Written tasks
**1)** Answer these questions using the text on the Paris 2024 Olympic bid.
(a) On what date did Paris formally announce its intention to bid?
(b) Between which dates will the Paralympic Games be held?
(c) What capacity is given for the Stade Olympique Yves-du-Manoir in Colombes?
**2)** Retype the passage of the text on the Paris 2024 Olympic bid that begins with the words "Le Bourget Shooting" and ends with "(temporary) 3,390 (10,000)", without changing anything.
**3)** Translate this sentence from the text on the Paris 2024 Olympic bid into Spanish: "Paris previously hosted the 1900 Summer Olympics and the 1924 Summer Olympics."

The Paris bid for the 2024 Summer Olympics and Summer Paralympics is the successful bid to bring the Games of the XXXIII Olympiad and the XVII Paralympic Games, to the French capital city. Paris formally announced its intention to bid on 23 June 2015 – the date on which Olympic Day is globally celebrated. Following withdrawals in the 2024 Summer Olympics bidding process that led to just two candidate cities (Los Angeles and Paris), the IOC announced that the 2028 Summer Olympics would be awarded at the same time as the 2024 Games. After Los Angeles agreed on 31 July 2017 to host the 2028 Games. It was officially announced at the IOC Session in Lima, Peru.

Paris previously hosted the 1900 Summer Olympics and the 1924 Summer Olympics. Paris will be the second city (after London) to host the Olympic games three times. Of note, 2024 marks the 100th anniversary of Paris' 1924 Summer Olympics, as well as the first Olympic Winter Games in Chamonix. On July 31, 2017, it was announced that rival bidder Los Angeles would host in 2028, effectively giving Paris the 2024 games.

Dates
The Olympic Games will be held from 2 August 2024 to 18 August 2024; while the Paralympic Games will be from 4 September 2024 to 15 September 2024. Paris will be the second city to host the games three times after London (1908, 1948 and 2012). These would be the sixth hosted games in France, and the third in summer. Los Angeles, which was announced as the 2028 Games host, will be the third city to host three times (1932 and 1984).

Venues, capacity
Venues are situated mainly in Paris. They also include Saint-Denis, Le Bourget, the Stade Olympique Yves-du-Manoir in Colombes, a centrepiece of the 1924 games, Vaires-sur-Marne, Versailles and a  venue for sailing in Marseille. Environmental concerns are taken into account, as there will be nine temporary venues and only three new ones in a total of forty - 95% of venues are existing or temporary.

Grand Paris Zone
 Stade de France — Opening and closing ceremonies, athletics (track and field events only), 75,000
 Seine-Saint-Denis — Aquatics Centre (diving, swimming, synchronised swimming), 17,000
 Water Polo Arena (Piscine de Marville) — Water polo, 6,250
 Le Bourget - Pavilion I - Badminton (temporary), 7,850
 Le Bourget - Pavilion II - Volleyball (temporary), 18,570 (13,010 in main court and 5,560 in secondary court)
 Le Bourget Shooting range - Shooting (temporary), 4,120
 Stade Olympique Yves-du-Manoir, Colombes - Hockey, 18,520
 U Arena, Nanterre — Gymnastics (artistic, trampoline and rhythmic), 17,500
 Palais des sports Marcel-Cerdan, Levallois-Perret - Basketball (women's preliminaries), 5,000

Paris Centre Zone
 Champ de Mars — Beach volleyball (temporary), 12,860
 Eiffel Tower and river Seine — Open water swimming, triathlon, surfing (temporary) 3,390 (10,000)

Source data
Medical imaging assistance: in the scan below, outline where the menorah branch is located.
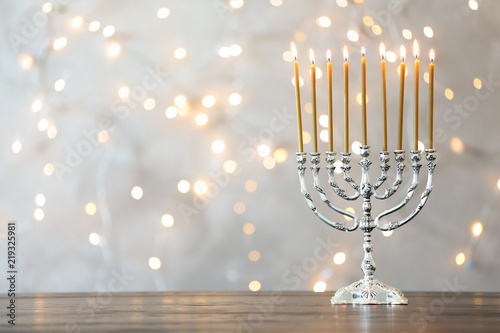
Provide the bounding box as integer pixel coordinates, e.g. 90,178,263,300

Per-task answers
**1)**
(a) 23 June 2015
(b) From 4 September 2024 to 15 September 2024
(c) 18,520

**2)**
Le Bourget Shooting range - Shooting (temporary), 4,120
 Stade Olympique Yves-du-Manoir, Colombes - Hockey, 18,520
 U Arena, Nanterre — Gymnastics (artistic, trampoline and rhythmic), 17,500
 Palais des sports Marcel-Cerdan, Levallois-Perret - Basketball (women's preliminaries), 5,000

Paris Centre Zone
 Champ de Mars — Beach volleyball (temporary), 12,860
 Eiffel Tower and river Seine — Open water swimming, triathlon, surfing (temporary) 3,390 (10,000)

**3)** París fue sede anteriormente de los Juegos Olímpicos de Verano de 1900 y de los Juegos Olímpicos de Verano de 1924.